BEGIN Records for processing

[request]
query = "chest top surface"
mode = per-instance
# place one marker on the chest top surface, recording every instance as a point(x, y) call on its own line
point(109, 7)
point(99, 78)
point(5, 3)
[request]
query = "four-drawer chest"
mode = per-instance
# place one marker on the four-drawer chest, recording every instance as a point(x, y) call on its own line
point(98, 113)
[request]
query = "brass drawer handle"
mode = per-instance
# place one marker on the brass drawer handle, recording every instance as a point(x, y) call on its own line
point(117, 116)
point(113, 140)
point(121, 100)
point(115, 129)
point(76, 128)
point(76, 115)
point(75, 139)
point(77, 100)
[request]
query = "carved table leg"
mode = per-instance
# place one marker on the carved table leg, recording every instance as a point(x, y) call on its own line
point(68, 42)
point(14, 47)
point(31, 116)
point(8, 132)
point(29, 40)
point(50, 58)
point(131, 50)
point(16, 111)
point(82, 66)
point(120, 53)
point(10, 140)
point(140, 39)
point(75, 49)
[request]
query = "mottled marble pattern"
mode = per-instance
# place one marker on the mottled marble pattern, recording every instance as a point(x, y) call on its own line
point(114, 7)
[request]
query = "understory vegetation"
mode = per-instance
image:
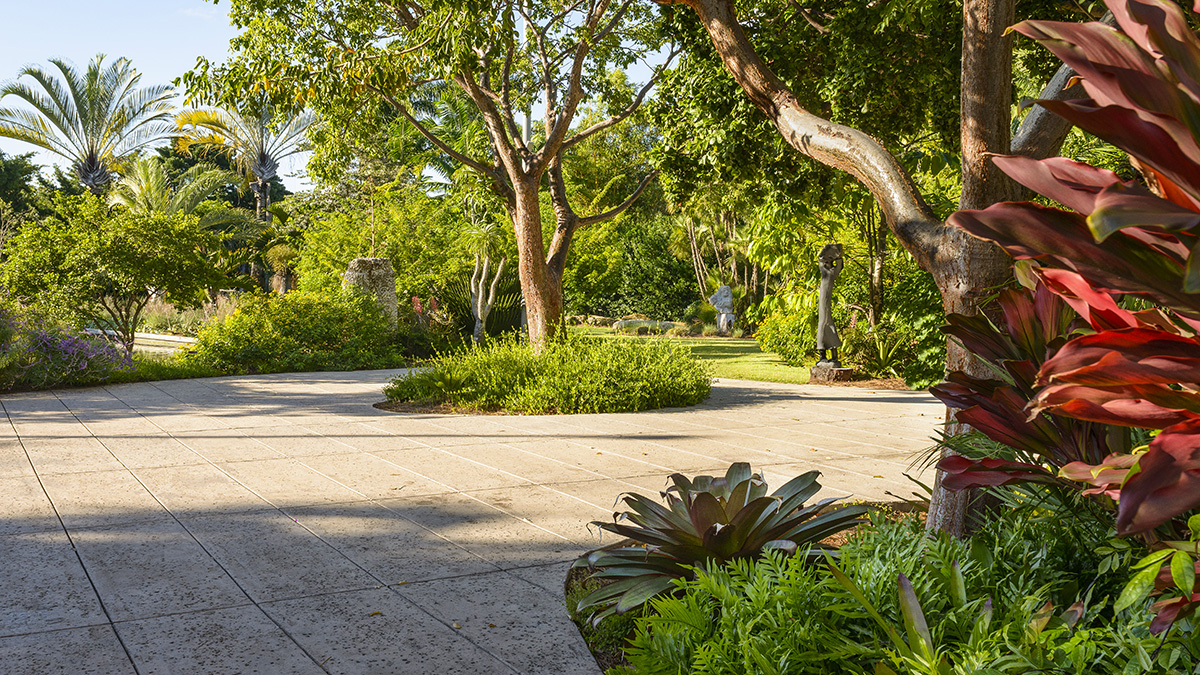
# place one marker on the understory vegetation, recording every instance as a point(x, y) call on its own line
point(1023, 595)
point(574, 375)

END Records for processing

> **To do**:
Where does the word "query" appear in the listing? List each line that holds it.

> **Expected answer**:
query = "chest top surface"
query = "four-drawer chest"
query = "brass drawer handle"
query = "carved table leg"
query = "mottled marble pattern"
query = "understory vegetation"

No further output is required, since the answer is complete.